__Requirements__.
1. Can you sum up the account of a weekly visit in two sentences?
2. What do these questions about the account of a weekly visit find in the text?
(a) How old is the mother?
(b) How long have the mother and stepfather lived nearby?
(c) What does the mother usually give in place of a greeting?

I raced to get home after grocery shopping this morning to arrive before my step dad dropped off my Mom. This is part of our routine. He drops my mom off on the way to his weekly doctor appointment and I watch her for a while. My mom has Alzheimer’s and is only 71.
Mentally, I have to gear up for visits with my mom, even though it has gotten easier since they’ve lived nearby for the last year and a half. I used to be mentally drained for at least a day or so after every visit. Sometimes it still really takes it out of me to see her this way while knowing that there is much worse to come. But as I have worked through my grieving process for my old mom, I have learned to try to find a bit of joy in our moments together as I search for her old self within her. I like to think maybe my real mom is in there and it will just take me doing or saying just the right thing to get a piece of her back, even if just for a minute.
I looked out the door as she was getting out of the minivan. He usually lets her come up the sidewalk by herself . Thank God she had her teeth in — my stomach sank at first when I couldn’t tell. Any casual observer would think nothing of this. Until she gets to my door. She reaches for the door, then she stops and stares at me blankly. Then today, in response to my hello, she said “hi” in her familiar mom tone. (Hearing her old voice at the beginning of a conversation used to make me think maybe I just dreamed this whole thing.) At any rate, this was much better than her usual shoulder shrug. I breathed a sigh of content.

__Records__.
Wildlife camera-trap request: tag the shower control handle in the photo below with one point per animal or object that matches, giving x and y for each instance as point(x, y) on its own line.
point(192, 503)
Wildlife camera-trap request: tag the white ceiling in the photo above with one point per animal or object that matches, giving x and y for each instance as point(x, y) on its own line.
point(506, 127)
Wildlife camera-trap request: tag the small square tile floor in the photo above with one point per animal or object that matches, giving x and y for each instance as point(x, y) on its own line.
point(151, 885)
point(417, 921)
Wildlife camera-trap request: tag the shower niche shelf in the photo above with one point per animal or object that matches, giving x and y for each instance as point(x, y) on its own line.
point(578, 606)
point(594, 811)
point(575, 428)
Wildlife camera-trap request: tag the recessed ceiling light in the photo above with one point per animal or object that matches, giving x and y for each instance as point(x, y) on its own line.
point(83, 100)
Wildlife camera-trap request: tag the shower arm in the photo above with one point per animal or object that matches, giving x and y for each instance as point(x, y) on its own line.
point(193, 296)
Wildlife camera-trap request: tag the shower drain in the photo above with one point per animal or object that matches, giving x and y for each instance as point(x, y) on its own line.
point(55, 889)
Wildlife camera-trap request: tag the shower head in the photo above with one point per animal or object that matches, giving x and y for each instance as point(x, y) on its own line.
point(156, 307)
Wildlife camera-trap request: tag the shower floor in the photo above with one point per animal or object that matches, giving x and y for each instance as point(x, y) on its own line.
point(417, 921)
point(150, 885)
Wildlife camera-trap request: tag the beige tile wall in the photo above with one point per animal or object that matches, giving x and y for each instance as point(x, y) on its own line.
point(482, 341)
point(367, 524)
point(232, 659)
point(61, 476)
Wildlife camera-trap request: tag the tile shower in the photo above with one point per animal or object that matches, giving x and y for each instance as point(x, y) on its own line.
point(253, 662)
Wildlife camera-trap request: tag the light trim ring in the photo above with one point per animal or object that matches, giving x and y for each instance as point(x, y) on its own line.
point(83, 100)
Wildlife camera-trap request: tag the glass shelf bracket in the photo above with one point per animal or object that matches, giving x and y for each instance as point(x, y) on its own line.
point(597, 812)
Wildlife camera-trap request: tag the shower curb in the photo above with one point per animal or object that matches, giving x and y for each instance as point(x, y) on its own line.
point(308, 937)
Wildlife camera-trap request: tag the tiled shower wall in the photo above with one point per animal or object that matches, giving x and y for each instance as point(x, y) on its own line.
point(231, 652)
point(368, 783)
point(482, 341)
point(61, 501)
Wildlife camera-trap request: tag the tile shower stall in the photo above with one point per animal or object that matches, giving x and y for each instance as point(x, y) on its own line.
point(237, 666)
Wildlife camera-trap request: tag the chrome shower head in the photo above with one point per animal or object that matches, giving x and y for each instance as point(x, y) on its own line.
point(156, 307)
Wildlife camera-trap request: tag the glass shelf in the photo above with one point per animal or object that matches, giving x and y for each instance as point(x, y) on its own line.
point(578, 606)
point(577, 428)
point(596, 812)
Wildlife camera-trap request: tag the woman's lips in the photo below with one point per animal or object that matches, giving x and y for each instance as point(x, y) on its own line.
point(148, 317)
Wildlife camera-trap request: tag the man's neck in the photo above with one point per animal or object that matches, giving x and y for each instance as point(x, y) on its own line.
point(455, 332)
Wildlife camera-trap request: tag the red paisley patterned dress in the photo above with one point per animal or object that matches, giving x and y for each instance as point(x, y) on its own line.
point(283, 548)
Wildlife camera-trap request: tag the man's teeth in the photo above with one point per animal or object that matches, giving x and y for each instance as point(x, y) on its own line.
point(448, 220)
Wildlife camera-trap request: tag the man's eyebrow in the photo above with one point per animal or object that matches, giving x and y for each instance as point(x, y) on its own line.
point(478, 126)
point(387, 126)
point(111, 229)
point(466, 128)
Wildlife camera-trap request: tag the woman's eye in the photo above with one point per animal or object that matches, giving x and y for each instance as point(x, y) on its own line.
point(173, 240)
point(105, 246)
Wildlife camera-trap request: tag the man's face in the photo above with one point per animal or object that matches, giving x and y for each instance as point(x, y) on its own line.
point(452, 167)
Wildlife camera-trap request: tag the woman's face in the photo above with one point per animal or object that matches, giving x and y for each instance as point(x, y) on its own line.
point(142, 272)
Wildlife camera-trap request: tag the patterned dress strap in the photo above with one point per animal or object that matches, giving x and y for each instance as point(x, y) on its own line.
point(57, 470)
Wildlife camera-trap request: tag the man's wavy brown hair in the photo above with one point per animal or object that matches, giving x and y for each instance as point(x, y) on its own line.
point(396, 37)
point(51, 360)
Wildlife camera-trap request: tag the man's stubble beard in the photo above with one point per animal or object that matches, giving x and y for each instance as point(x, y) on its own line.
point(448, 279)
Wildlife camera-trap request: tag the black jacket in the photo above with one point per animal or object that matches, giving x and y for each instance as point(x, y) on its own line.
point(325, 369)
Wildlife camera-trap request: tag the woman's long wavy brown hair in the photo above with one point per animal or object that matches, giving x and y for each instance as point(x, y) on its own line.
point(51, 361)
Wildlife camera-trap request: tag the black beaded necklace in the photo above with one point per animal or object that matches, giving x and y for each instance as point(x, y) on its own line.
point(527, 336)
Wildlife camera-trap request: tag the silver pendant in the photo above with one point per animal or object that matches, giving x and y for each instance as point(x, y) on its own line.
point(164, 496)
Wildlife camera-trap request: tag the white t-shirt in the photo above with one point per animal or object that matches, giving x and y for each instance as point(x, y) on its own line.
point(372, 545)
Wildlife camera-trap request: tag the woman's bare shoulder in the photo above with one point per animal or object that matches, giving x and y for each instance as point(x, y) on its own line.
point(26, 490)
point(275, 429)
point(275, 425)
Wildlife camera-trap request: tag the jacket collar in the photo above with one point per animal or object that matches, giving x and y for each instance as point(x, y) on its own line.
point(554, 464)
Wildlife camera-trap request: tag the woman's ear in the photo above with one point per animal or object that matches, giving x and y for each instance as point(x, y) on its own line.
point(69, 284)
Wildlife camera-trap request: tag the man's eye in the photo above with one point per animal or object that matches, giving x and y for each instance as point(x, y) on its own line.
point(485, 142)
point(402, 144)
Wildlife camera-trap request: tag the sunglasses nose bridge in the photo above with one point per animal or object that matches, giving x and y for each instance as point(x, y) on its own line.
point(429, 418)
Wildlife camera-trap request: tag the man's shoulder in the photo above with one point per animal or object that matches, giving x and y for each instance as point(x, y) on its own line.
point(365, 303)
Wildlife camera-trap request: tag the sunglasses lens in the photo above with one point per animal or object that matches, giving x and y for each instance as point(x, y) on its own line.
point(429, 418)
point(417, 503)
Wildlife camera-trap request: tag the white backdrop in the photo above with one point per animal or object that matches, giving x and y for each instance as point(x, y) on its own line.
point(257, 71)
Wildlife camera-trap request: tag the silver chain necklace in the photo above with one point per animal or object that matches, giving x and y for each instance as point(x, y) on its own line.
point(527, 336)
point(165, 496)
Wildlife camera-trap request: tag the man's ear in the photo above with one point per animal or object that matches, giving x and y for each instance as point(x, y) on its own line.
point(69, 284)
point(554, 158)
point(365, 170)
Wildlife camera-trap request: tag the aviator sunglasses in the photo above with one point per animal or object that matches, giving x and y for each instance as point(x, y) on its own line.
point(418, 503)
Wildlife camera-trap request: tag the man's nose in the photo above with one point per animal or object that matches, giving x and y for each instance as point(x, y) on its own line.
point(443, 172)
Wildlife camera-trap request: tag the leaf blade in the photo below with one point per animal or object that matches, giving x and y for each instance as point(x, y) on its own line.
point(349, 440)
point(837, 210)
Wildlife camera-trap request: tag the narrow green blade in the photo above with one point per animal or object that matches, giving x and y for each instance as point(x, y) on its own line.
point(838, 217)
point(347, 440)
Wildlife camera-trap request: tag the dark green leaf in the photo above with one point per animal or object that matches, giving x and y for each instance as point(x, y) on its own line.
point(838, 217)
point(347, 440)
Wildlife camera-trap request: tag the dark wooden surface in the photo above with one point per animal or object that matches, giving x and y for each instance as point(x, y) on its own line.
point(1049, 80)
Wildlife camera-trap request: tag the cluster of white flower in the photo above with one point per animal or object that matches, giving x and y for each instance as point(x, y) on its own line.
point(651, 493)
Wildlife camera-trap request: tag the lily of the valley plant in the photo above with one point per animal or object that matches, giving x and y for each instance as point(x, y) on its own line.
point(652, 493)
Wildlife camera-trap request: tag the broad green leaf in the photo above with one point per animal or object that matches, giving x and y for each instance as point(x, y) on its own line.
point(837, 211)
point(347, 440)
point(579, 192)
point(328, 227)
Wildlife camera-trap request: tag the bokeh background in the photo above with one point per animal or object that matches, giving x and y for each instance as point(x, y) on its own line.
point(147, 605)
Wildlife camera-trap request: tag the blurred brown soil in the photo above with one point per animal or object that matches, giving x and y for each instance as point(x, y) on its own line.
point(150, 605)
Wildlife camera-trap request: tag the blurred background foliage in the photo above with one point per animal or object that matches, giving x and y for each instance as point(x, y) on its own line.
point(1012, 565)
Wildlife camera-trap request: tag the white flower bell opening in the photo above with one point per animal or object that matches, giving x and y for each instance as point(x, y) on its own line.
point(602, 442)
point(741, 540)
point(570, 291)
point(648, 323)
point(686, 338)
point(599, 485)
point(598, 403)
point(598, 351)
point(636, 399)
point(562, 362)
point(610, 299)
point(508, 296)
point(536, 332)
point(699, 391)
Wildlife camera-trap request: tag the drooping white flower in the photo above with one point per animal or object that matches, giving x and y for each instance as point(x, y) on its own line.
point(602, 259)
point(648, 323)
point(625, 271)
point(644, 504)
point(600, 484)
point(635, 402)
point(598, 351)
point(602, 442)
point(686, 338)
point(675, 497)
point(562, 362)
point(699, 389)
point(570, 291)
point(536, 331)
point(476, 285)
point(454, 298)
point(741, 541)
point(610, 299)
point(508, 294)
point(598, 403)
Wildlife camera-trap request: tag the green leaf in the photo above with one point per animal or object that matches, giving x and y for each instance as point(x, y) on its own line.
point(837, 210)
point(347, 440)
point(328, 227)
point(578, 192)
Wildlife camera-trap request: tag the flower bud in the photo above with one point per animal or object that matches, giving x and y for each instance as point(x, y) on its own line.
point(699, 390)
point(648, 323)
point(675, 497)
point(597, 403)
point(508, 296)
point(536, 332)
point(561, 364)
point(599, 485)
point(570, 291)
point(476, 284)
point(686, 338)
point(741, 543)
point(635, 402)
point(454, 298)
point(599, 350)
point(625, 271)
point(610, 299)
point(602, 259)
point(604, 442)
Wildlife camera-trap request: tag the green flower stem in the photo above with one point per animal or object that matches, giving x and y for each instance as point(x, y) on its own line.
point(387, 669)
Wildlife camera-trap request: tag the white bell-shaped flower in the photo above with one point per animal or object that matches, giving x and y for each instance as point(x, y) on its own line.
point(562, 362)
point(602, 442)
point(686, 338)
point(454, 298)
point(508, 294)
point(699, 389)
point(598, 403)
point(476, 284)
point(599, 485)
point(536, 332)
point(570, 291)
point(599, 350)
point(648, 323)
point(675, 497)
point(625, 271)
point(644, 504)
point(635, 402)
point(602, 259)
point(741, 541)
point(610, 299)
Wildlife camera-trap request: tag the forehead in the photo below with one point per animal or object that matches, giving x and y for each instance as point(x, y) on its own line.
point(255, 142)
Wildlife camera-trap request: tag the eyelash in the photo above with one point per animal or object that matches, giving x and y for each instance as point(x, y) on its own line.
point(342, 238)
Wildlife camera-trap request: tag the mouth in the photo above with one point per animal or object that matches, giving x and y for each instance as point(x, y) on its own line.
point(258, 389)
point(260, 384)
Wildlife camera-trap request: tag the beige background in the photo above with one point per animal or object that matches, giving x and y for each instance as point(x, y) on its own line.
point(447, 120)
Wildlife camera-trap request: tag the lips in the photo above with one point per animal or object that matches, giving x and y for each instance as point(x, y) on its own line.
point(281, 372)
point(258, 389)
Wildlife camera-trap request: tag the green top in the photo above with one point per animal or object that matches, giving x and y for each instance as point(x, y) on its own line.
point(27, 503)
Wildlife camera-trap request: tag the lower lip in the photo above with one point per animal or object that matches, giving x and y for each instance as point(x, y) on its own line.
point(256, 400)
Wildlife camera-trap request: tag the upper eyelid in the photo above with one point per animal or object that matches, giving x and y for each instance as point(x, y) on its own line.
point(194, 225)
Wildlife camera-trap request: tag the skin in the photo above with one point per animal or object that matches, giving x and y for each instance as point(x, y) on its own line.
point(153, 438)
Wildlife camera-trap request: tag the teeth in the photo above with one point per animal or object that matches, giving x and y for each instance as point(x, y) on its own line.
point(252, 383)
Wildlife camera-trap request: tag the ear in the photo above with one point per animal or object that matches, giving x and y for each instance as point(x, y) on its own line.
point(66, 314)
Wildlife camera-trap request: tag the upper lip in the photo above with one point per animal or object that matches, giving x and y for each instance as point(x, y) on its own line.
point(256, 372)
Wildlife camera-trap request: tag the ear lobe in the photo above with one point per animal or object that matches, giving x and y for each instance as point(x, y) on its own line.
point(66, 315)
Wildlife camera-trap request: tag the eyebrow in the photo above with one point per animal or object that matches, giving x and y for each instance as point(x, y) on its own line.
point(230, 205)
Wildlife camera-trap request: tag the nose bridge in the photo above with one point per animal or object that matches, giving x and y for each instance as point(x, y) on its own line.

__Answers__.
1. Every week, while the stepfather goes to his doctor appointment, the writer watches the 71-year-old mother, who has Alzheimer's, and has learned to look for a bit of joy and for traces of her old self, though the visits can still be draining. This morning the mother answered the writer's hello with "hi" in her familiar tone, which was much better than her usual shoulder shrug.

2.
(a) She is 71.
(b) For the last year and a half.
(c) A shoulder shrug.